··· Extrait ···

Marin, dans votre dernier roman, Victor dans le précédent, vos héros semblent toujours en déshérence, quelque peu inaptes à nouer des relations constructives avec les autres. Faut-il y voir l’expression d’un mal-être générationnel ?
Ce sont des personnages qui expriment un mal-être existentiel qui est effectivement assez répandu aujourd’hui et qui repose sur une sorte de décalage, que je trouve très romanesque, entre le désir et l’action. Mais ce sont aussi des types de personnages que l’on trouve dans des livres que j’aime beaucoup. En cela, je n’ai fait que transporter des personnages que l’on trouve chez Flaubert ou chez Kafka, c’est-à-dire des personnages irrésolus, et qui se heurtent à des situations de malentendus, de gêne. Je trouve assez intéressantes certaines situations extraordinaires à partir du moment où elles arrivent à des gens ordinaires.

··· Liste des données ···

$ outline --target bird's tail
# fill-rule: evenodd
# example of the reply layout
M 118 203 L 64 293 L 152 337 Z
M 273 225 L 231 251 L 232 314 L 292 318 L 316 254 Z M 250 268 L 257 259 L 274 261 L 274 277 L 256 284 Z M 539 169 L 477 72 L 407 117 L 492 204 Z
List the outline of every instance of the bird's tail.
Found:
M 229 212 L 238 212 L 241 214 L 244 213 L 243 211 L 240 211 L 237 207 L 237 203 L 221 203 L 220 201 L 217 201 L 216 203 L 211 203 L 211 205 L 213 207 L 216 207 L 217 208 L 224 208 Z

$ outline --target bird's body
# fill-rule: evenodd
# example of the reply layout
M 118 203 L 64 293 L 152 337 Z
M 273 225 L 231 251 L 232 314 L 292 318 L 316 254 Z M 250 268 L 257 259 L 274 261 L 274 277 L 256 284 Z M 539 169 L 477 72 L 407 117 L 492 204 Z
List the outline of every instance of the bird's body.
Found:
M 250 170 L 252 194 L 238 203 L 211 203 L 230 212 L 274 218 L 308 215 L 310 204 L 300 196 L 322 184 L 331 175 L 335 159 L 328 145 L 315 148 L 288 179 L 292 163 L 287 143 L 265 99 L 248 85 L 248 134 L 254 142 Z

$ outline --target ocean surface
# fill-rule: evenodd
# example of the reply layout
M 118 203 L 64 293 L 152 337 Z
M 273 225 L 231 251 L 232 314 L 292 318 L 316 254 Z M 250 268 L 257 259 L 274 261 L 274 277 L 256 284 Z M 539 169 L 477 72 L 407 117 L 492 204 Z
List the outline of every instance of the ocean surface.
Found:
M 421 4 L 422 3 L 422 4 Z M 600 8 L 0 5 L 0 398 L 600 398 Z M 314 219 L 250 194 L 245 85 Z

···

Consignes:
1. Pouvez-vous recopier la liste depuis la ligne contenant « --target ocean surface » jusqu'à la fin de la liste, bornes incluses, en substituant « sea surface » à « ocean surface » et sans rien changer d'autre ?
2. Pouvez-vous poursuivre l'extrait de l'entretien sur les héros irrésolus à partir de sa dernière phrase ?

Réponses attendues:
1.
$ outline --target sea surface
# fill-rule: evenodd
# example of the reply layout
M 118 203 L 64 293 L 152 337 Z
M 273 225 L 231 251 L 232 314 L 292 318 L 316 254 Z M 250 268 L 257 259 L 274 261 L 274 277 L 256 284 Z M 539 169 L 477 72 L 407 117 L 492 204 Z
List the outline of every instance of the sea surface.
Found:
M 421 4 L 422 3 L 422 4 Z M 600 8 L 0 5 L 0 398 L 600 398 Z M 314 219 L 250 194 L 245 85 Z

2.
Je pense aussi que la civilisation actuelle fait de nous des êtres romanesques dans notre façon de percevoir la vie. On nous propose en permanence une multitude de parcours possibles, de voies vers une autre existence. On n’est certainement pas tous aussi mythomanes que mes personnages mais l’on partage tous ce penchant à imaginer une autre vie. Sauf qu’il est extrêmement difficile de franchir le pas. C’était encore plus vrai du personnage de mon précédent roman, qui mentait vraiment, mais c’est aussi un peu vrai de Marin qui s’imagine la fin du monde, devenir peut-être scénariste de cinéma, la jeune fille idéale, etc…
Vos romans semblent véhiculer une vision assez pessimiste de l’homme qui ne serait qu’un « supplément » totalement superflu, rompant l’harmonie de la nature.
Cette dernière phrase de Supplément aux mondes inhabités était un emprunt, une citation du Paris-match de l’époque sur Neil Armstrong. Je ne suis donc pas totalement en accord avec elle. Cela dit, j’ai relu récemment une phrase de Lévi Strauss : « Le monde a commencé sans l’homme et finira sans lui » et ce n’est pas extrêmement éloigné de ce que je peux penser. Je ne sais pas si c’est vraiment du pessimisme. Je ne le prends pas encore au sérieux. Je crée des personnages pessimistes avant tout parce qu’ils sont fondamentalement drôles, une source de jubilation.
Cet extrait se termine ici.